• _Directions for this task_:
Reproduce the listing below word for word, leaving out the pictures.

• _Information supplied_:
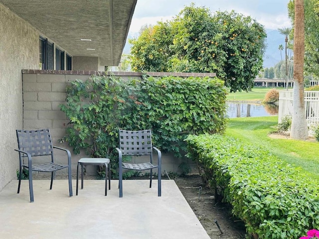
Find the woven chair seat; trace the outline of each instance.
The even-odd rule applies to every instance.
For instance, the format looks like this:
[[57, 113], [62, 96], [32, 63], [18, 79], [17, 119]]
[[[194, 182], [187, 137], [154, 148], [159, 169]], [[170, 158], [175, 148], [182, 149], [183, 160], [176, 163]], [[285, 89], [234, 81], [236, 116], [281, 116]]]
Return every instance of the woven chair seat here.
[[158, 166], [153, 165], [150, 162], [142, 163], [122, 163], [123, 168], [133, 170], [147, 170], [151, 168], [157, 168]]
[[[153, 147], [152, 143], [152, 132], [151, 129], [142, 130], [119, 130], [120, 146], [116, 148], [119, 153], [119, 189], [120, 197], [123, 196], [123, 169], [135, 171], [150, 170], [150, 188], [152, 188], [153, 170], [154, 168], [158, 170], [158, 195], [160, 197], [161, 186], [161, 153], [160, 151]], [[156, 151], [158, 155], [158, 165], [153, 164], [153, 151]], [[123, 155], [144, 155], [146, 161], [140, 163], [124, 162]], [[149, 158], [148, 161], [147, 158]], [[131, 158], [132, 159], [132, 158]]]
[[[29, 130], [16, 129], [16, 137], [18, 149], [14, 149], [19, 153], [19, 175], [17, 193], [20, 192], [21, 179], [23, 169], [28, 168], [27, 172], [29, 179], [29, 191], [30, 192], [30, 201], [34, 201], [33, 197], [33, 186], [32, 172], [46, 172], [51, 173], [51, 183], [50, 190], [52, 189], [55, 171], [64, 168], [67, 168], [69, 181], [69, 194], [70, 197], [73, 195], [72, 190], [72, 170], [71, 169], [71, 152], [68, 149], [53, 146], [51, 134], [48, 128]], [[64, 151], [62, 158], [67, 159], [67, 165], [54, 163], [53, 149], [55, 151]], [[65, 155], [66, 154], [66, 155]], [[61, 154], [62, 156], [63, 154]], [[65, 157], [65, 156], [66, 157]], [[42, 156], [45, 156], [43, 157]], [[33, 163], [33, 157], [38, 157], [36, 160], [39, 164]], [[49, 161], [50, 160], [50, 161]], [[25, 162], [25, 161], [26, 162]]]
[[[28, 167], [27, 164], [25, 164], [22, 166], [26, 168]], [[42, 164], [35, 164], [32, 165], [32, 171], [37, 171], [39, 172], [54, 172], [67, 167], [67, 165], [56, 164], [54, 163], [49, 162]]]

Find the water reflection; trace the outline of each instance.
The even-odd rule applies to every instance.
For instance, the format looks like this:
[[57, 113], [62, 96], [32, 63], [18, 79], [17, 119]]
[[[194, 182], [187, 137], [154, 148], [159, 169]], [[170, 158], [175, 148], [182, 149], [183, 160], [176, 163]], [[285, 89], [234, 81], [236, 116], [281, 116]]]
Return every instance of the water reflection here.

• _Written solution_:
Find the woven chair seat; trace the outline of each instance.
The even-odd rule applies to every instance.
For instance, the format looks like this:
[[57, 113], [62, 96], [32, 63], [18, 79], [17, 119]]
[[[194, 182], [187, 137], [154, 148], [159, 169]], [[170, 158], [175, 148], [182, 149], [183, 160], [176, 163]], [[285, 89], [234, 81], [236, 116], [281, 116]]]
Return every instance of the woven chair seat here.
[[158, 166], [153, 165], [150, 162], [142, 163], [122, 163], [123, 168], [133, 170], [147, 170], [151, 168], [157, 168]]
[[[153, 147], [152, 143], [152, 132], [151, 129], [142, 130], [119, 130], [120, 146], [116, 148], [119, 153], [119, 189], [120, 197], [123, 196], [123, 169], [135, 171], [150, 170], [150, 188], [152, 188], [153, 170], [154, 168], [158, 170], [158, 195], [160, 197], [161, 186], [161, 153], [160, 151]], [[156, 151], [158, 155], [158, 165], [153, 164], [153, 151]], [[123, 155], [144, 155], [146, 161], [140, 163], [124, 162]], [[149, 158], [148, 161], [147, 158]], [[131, 158], [132, 159], [132, 158]]]
[[[29, 130], [16, 129], [16, 137], [18, 149], [14, 149], [19, 153], [19, 175], [17, 193], [20, 192], [21, 179], [23, 169], [28, 168], [27, 172], [29, 179], [29, 191], [30, 192], [30, 201], [34, 201], [33, 197], [33, 186], [32, 172], [46, 172], [51, 173], [51, 183], [50, 190], [52, 189], [55, 171], [64, 168], [67, 168], [69, 181], [69, 194], [70, 197], [73, 195], [72, 190], [72, 170], [71, 169], [71, 152], [68, 149], [53, 146], [51, 134], [48, 128]], [[64, 151], [62, 158], [67, 159], [67, 165], [54, 163], [53, 149], [55, 151]], [[65, 155], [66, 154], [66, 155]], [[61, 154], [62, 156], [63, 154]], [[65, 157], [65, 156], [66, 157]], [[42, 156], [45, 156], [43, 157]], [[33, 163], [33, 157], [38, 157], [36, 160], [39, 164]], [[49, 161], [50, 160], [50, 161]], [[25, 162], [25, 161], [26, 162]]]
[[[28, 167], [27, 164], [25, 164], [22, 166], [26, 168]], [[42, 164], [35, 164], [32, 165], [32, 171], [37, 171], [39, 172], [54, 172], [67, 167], [67, 165], [56, 164], [54, 163], [49, 162]]]

Find the water reflection; trace the outline of each instance.
The even-odd rule applies to every instance.
For instance, the format looks like this:
[[57, 113], [62, 96], [32, 63], [18, 79], [17, 119]]
[[[194, 182], [187, 137], [154, 148], [159, 169]], [[170, 158], [175, 148], [182, 149], [183, 160], [176, 163]], [[285, 89], [234, 81], [236, 116], [281, 116]]]
Return every instance of the water reflection here.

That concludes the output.